### [RECORDS FOR THE TASK]
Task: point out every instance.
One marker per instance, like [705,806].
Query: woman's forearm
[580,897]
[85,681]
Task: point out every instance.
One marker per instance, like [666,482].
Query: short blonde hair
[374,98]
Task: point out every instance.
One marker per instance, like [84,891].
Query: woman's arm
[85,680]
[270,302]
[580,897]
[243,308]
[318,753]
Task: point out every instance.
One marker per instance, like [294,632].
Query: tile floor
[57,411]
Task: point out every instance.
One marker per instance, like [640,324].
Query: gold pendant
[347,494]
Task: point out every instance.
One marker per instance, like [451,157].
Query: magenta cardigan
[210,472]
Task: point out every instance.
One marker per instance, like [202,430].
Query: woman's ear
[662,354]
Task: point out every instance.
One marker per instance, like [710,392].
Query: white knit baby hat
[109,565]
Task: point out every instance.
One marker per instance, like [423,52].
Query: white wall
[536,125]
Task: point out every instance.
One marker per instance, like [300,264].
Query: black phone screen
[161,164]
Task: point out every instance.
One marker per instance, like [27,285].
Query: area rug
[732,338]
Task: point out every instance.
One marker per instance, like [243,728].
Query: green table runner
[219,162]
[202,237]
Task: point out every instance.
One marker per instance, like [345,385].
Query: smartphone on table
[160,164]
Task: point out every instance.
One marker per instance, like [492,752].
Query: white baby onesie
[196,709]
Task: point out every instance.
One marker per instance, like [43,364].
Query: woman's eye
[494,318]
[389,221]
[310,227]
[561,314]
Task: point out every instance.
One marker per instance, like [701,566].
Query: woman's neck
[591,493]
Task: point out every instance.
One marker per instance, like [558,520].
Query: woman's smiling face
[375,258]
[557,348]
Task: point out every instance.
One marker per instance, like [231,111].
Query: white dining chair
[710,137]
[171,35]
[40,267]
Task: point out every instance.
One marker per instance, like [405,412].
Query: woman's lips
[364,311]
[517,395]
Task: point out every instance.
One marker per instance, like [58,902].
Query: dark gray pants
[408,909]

### [CHALLENGE]
Repeat the material above in full, keeping every word.

### [EXERCISE ANSWER]
Task: point out every instance.
One marker per instance, like [705,806].
Query: woman's forearm
[580,897]
[85,681]
Task: point out every instance.
One marker per instance, like [666,482].
Query: short blonde hair
[374,98]
Task: point out every instance.
One marker per instance, like [84,891].
Query: woman's arm
[85,680]
[270,302]
[580,897]
[243,308]
[318,753]
Task: point out every instance.
One marker per instance, like [294,632].
Query: tile floor
[57,411]
Task: point out every instance.
One marker per instance, like [640,324].
Query: gold pendant
[347,494]
Task: point out every instance.
One marker per instance, like [451,157].
Query: magenta cardigan
[210,472]
Task: point out every instance.
One marker per instance, like [202,430].
Query: woman's ear
[662,354]
Task: point out every instance.
One marker per instance, like [710,392].
Query: white knit baby hat
[109,565]
Task: point out every instance.
One marker per instance, like [423,52].
Query: white wall
[536,125]
Task: point out every instance.
One marker per instance, like [300,264].
Query: black phone screen
[161,164]
Task: point out every instance.
One marker per instance, like [27,285].
Query: area rug
[732,338]
Task: point out every instance.
One marker per instance, like [243,728].
Query: green table runner
[219,162]
[202,237]
Task: point out every instance.
One marker per instance, like [345,385].
Query: smartphone on table
[160,164]
Task: point out every instance.
One marker per instance, like [492,752].
Query: white baby onesie
[196,709]
Task: point out every instance.
One marker per instance, like [43,364].
Query: woman's eye
[494,318]
[389,221]
[310,227]
[561,314]
Task: point out every instance.
One marker per instance, like [701,566].
Query: woman's neck
[591,493]
Task: point out every instance.
One marker per instance, like [558,520].
Query: woman's smiling face
[375,258]
[557,348]
Task: point out every instance.
One marker per instance, like [231,111].
Query: white dining chair
[710,137]
[171,35]
[40,267]
Task: point out every instance.
One marker per instance, like [405,412].
Query: woman's lips
[364,311]
[517,395]
Task: point out every instance.
One marker per instance, like [58,902].
Query: dark gray pants
[408,909]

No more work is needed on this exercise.